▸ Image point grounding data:
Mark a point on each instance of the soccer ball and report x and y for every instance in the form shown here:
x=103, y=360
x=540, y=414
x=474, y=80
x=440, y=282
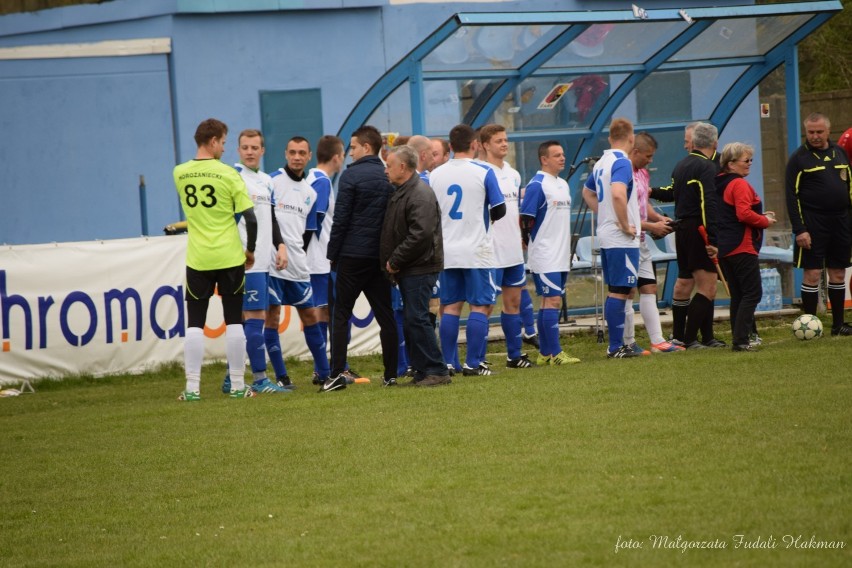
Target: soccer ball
x=807, y=327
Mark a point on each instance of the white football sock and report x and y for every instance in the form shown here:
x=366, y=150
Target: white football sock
x=629, y=330
x=651, y=317
x=193, y=354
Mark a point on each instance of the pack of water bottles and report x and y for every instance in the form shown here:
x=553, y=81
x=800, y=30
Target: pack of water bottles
x=770, y=280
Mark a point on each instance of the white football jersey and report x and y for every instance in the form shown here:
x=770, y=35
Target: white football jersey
x=259, y=186
x=295, y=202
x=547, y=199
x=318, y=247
x=466, y=190
x=506, y=232
x=614, y=167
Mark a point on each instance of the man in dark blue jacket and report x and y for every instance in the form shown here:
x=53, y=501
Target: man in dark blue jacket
x=353, y=249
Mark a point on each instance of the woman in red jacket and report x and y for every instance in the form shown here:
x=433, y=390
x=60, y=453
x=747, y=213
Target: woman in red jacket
x=740, y=234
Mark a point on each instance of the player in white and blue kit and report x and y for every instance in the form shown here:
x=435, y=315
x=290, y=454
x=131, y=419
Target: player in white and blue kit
x=609, y=192
x=270, y=252
x=511, y=275
x=470, y=200
x=295, y=208
x=546, y=228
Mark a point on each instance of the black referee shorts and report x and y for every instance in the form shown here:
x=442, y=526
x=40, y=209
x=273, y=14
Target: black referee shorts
x=831, y=242
x=691, y=250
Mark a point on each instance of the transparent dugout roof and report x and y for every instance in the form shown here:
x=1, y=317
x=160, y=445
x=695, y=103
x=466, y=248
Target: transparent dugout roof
x=566, y=74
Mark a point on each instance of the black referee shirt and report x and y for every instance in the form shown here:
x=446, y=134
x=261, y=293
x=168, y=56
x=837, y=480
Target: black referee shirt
x=818, y=181
x=694, y=188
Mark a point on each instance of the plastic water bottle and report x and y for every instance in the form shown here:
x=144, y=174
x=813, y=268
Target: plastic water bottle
x=764, y=284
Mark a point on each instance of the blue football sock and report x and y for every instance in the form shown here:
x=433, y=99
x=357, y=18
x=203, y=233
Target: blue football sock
x=614, y=310
x=450, y=338
x=512, y=326
x=273, y=349
x=527, y=314
x=316, y=343
x=543, y=339
x=255, y=345
x=476, y=332
x=550, y=328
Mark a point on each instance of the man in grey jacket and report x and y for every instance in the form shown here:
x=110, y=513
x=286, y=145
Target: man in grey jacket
x=412, y=252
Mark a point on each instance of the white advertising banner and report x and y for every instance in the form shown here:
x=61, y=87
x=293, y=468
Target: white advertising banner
x=105, y=307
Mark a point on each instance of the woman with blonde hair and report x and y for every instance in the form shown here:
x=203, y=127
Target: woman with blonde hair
x=740, y=235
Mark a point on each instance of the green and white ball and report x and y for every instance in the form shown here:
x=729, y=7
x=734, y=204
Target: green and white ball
x=807, y=327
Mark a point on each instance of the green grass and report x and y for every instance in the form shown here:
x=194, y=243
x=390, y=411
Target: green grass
x=537, y=467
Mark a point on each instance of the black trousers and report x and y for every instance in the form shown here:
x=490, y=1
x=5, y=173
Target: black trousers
x=356, y=275
x=743, y=274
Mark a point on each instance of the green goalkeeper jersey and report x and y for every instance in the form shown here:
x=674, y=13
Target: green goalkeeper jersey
x=211, y=193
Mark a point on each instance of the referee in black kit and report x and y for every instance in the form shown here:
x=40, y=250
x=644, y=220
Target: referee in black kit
x=819, y=203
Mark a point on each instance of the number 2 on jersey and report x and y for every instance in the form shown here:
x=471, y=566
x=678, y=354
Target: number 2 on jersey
x=454, y=213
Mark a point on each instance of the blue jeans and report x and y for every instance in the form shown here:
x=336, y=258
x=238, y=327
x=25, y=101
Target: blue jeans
x=426, y=358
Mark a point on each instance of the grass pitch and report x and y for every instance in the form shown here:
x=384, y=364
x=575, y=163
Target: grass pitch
x=534, y=467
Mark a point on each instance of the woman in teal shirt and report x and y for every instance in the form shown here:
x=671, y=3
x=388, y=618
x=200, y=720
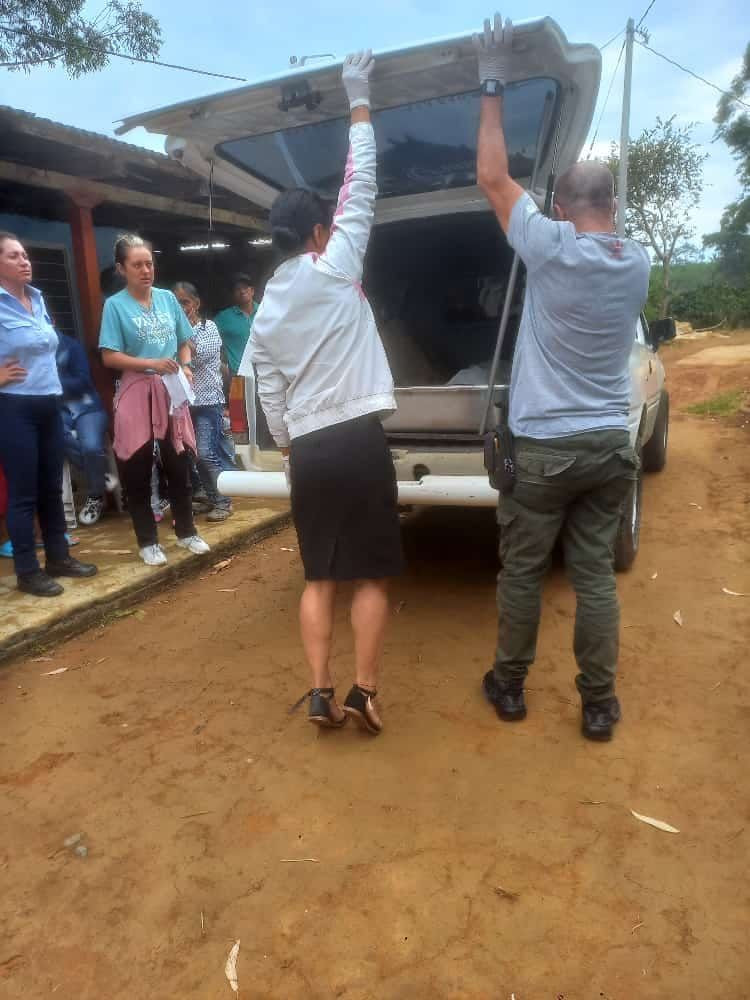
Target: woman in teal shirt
x=145, y=335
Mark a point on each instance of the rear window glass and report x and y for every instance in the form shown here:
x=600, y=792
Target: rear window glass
x=425, y=146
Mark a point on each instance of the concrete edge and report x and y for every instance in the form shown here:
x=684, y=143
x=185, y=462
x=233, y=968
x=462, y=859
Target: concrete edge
x=78, y=621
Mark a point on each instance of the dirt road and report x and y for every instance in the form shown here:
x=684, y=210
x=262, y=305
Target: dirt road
x=455, y=856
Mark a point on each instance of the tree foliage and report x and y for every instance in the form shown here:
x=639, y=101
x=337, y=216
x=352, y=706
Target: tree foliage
x=665, y=182
x=59, y=32
x=732, y=242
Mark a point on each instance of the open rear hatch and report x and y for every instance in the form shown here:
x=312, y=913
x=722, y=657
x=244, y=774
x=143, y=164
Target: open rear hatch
x=292, y=130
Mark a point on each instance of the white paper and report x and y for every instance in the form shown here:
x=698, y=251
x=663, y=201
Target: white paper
x=179, y=389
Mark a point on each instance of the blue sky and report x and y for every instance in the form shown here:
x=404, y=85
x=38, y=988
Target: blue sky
x=256, y=39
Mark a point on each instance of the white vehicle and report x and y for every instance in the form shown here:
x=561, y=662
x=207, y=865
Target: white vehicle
x=439, y=272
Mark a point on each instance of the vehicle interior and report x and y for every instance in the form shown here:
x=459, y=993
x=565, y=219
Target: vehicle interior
x=437, y=287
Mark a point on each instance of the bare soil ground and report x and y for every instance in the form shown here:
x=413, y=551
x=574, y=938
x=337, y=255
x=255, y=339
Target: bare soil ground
x=455, y=856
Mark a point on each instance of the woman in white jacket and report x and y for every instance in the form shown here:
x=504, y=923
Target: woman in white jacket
x=324, y=382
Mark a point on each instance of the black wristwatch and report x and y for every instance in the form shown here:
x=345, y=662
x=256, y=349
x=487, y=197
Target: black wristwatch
x=492, y=88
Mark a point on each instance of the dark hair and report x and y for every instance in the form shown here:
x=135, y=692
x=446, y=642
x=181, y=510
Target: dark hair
x=126, y=242
x=7, y=236
x=241, y=279
x=293, y=217
x=186, y=287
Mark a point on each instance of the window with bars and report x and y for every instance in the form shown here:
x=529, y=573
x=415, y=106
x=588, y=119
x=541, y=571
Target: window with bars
x=52, y=276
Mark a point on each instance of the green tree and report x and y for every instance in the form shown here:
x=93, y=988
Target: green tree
x=732, y=242
x=52, y=32
x=665, y=182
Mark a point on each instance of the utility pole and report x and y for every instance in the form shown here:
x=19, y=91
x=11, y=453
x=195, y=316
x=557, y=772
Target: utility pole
x=622, y=175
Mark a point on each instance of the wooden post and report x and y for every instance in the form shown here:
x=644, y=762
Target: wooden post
x=80, y=206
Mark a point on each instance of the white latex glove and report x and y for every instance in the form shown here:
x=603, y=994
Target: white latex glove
x=493, y=50
x=356, y=78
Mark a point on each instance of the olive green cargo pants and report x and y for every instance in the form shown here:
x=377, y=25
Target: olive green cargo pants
x=571, y=487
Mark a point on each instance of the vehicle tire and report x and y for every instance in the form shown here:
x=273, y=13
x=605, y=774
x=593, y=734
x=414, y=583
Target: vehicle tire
x=655, y=449
x=629, y=532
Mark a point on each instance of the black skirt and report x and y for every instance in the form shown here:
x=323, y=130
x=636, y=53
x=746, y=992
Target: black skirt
x=344, y=502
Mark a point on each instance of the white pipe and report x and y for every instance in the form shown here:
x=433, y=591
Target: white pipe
x=433, y=491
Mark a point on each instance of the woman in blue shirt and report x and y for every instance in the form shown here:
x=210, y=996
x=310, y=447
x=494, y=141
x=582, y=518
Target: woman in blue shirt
x=31, y=432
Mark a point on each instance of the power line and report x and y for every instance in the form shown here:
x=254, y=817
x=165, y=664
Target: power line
x=645, y=14
x=695, y=76
x=50, y=40
x=606, y=100
x=612, y=39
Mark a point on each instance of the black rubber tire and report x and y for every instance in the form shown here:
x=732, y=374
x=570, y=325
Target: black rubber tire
x=655, y=449
x=629, y=532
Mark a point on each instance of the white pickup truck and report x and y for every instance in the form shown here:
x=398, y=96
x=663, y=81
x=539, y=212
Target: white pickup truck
x=439, y=271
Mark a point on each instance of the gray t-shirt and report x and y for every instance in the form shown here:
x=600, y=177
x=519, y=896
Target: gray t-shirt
x=584, y=293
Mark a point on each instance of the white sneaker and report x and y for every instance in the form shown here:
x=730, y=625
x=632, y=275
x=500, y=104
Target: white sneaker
x=194, y=544
x=91, y=511
x=153, y=555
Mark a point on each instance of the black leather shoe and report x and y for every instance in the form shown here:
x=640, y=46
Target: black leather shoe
x=507, y=698
x=71, y=567
x=39, y=584
x=599, y=718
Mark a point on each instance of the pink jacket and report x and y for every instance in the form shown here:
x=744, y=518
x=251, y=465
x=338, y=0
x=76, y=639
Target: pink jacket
x=142, y=414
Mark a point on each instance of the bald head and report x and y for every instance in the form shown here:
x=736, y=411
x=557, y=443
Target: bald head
x=586, y=189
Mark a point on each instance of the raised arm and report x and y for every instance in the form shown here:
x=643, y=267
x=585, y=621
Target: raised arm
x=355, y=210
x=493, y=176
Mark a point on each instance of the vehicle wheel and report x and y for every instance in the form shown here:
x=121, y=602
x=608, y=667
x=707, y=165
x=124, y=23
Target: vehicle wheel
x=629, y=532
x=655, y=450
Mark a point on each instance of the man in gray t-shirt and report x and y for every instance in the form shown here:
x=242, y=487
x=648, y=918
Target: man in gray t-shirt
x=569, y=402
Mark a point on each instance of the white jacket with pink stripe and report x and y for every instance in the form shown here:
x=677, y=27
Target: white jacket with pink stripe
x=316, y=351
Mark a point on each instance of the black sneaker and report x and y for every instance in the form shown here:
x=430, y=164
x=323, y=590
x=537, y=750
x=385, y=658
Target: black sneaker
x=71, y=567
x=599, y=719
x=507, y=698
x=39, y=584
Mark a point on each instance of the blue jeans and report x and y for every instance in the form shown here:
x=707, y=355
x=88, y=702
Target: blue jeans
x=32, y=454
x=84, y=447
x=212, y=451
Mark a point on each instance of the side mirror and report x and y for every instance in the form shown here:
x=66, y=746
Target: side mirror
x=661, y=331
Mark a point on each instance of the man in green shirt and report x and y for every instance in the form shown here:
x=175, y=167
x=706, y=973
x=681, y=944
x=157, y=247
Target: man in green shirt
x=236, y=322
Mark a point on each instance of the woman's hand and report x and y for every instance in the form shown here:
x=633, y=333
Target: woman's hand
x=11, y=372
x=163, y=366
x=356, y=78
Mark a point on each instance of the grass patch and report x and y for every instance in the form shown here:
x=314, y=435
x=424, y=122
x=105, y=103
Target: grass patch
x=725, y=404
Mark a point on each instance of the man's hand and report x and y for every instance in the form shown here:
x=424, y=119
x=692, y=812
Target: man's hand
x=356, y=78
x=493, y=49
x=12, y=371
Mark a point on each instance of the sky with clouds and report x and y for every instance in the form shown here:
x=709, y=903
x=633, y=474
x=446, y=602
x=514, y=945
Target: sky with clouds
x=254, y=40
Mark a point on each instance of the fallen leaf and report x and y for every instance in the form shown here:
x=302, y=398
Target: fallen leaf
x=658, y=823
x=506, y=894
x=130, y=612
x=218, y=567
x=230, y=969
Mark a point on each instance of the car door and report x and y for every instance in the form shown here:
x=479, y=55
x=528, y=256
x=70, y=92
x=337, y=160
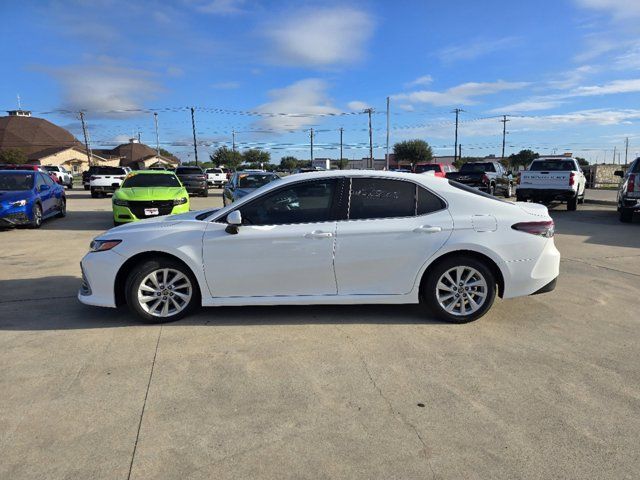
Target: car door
x=46, y=194
x=393, y=228
x=283, y=248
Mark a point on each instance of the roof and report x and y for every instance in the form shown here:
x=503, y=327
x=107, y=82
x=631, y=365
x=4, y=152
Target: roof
x=32, y=134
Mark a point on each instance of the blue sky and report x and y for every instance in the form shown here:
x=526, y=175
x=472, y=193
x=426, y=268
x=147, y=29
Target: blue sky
x=568, y=72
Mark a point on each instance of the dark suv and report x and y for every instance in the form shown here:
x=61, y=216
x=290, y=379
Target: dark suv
x=194, y=180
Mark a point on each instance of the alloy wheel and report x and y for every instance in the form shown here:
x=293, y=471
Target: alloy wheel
x=461, y=291
x=164, y=292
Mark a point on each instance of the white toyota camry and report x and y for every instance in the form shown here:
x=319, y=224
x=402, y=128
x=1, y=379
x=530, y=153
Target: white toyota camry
x=340, y=237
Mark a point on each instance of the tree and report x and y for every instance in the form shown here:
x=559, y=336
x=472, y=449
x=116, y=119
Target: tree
x=225, y=156
x=582, y=162
x=13, y=155
x=288, y=163
x=522, y=158
x=413, y=151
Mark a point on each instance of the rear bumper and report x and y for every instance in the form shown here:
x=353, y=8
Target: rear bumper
x=547, y=194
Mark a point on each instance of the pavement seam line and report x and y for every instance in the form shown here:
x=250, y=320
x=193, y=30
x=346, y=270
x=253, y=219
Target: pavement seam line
x=144, y=404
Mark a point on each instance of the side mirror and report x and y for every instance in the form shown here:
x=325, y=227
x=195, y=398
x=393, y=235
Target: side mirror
x=234, y=220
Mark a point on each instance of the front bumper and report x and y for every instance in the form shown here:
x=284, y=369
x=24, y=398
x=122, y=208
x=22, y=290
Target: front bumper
x=547, y=194
x=129, y=214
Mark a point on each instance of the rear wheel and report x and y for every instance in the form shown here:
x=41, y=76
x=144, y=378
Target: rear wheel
x=459, y=289
x=626, y=215
x=161, y=291
x=36, y=221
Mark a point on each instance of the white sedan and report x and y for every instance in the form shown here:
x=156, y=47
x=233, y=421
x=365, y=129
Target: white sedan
x=338, y=237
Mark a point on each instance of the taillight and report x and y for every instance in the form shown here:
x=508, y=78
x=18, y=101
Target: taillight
x=542, y=229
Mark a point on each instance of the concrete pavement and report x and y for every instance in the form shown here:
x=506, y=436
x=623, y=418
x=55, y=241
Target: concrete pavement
x=541, y=387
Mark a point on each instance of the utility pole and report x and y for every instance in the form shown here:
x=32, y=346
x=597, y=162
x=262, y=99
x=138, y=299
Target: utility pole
x=457, y=111
x=504, y=133
x=155, y=121
x=193, y=127
x=86, y=140
x=370, y=111
x=626, y=151
x=388, y=111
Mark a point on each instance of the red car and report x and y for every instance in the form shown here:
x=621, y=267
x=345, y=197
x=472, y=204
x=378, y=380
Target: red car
x=37, y=168
x=439, y=169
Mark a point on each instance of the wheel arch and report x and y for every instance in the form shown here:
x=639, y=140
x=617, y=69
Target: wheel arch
x=131, y=263
x=491, y=263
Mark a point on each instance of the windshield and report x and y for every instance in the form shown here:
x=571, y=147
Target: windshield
x=10, y=181
x=108, y=171
x=254, y=180
x=552, y=165
x=151, y=180
x=477, y=168
x=427, y=168
x=189, y=171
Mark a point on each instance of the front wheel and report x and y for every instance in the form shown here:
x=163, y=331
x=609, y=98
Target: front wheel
x=459, y=289
x=161, y=291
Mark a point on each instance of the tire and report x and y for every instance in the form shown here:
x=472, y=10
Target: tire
x=62, y=209
x=154, y=311
x=626, y=215
x=37, y=216
x=435, y=291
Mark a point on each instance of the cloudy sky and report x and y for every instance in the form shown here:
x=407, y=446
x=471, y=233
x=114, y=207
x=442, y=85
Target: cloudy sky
x=566, y=71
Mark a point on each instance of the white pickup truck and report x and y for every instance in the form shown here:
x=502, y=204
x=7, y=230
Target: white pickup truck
x=552, y=179
x=62, y=174
x=105, y=180
x=216, y=177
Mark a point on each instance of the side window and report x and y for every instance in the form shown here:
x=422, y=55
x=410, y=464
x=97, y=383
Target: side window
x=306, y=202
x=428, y=202
x=381, y=198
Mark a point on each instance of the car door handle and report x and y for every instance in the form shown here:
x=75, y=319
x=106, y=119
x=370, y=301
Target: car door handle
x=427, y=229
x=318, y=234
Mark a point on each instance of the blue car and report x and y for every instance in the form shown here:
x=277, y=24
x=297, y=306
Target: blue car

▸ TASK TO CARRY OUT: Pictures stay out. Transcribe the lines from the start of the entries above through the line with "x=770, y=35", exactly.

▸ COMPLETED EXERCISE:
Mark a point on each instance of the soccer ball and report x and y for every instance in the form shown here:
x=103, y=360
x=540, y=414
x=474, y=80
x=440, y=282
Target: soccer ball
x=807, y=327
Mark a point on each instance of the white football sock and report x and y for every instance in the form shown here:
x=366, y=150
Target: white football sock
x=629, y=330
x=651, y=317
x=193, y=354
Mark a point on each instance of the pack of water bottles and report x and y for every instance in the form shown here:
x=553, y=81
x=800, y=30
Target: pack of water bottles
x=770, y=280
Mark a point on each instance of the white football jersey and report x and y for every instance in the form shown here:
x=770, y=35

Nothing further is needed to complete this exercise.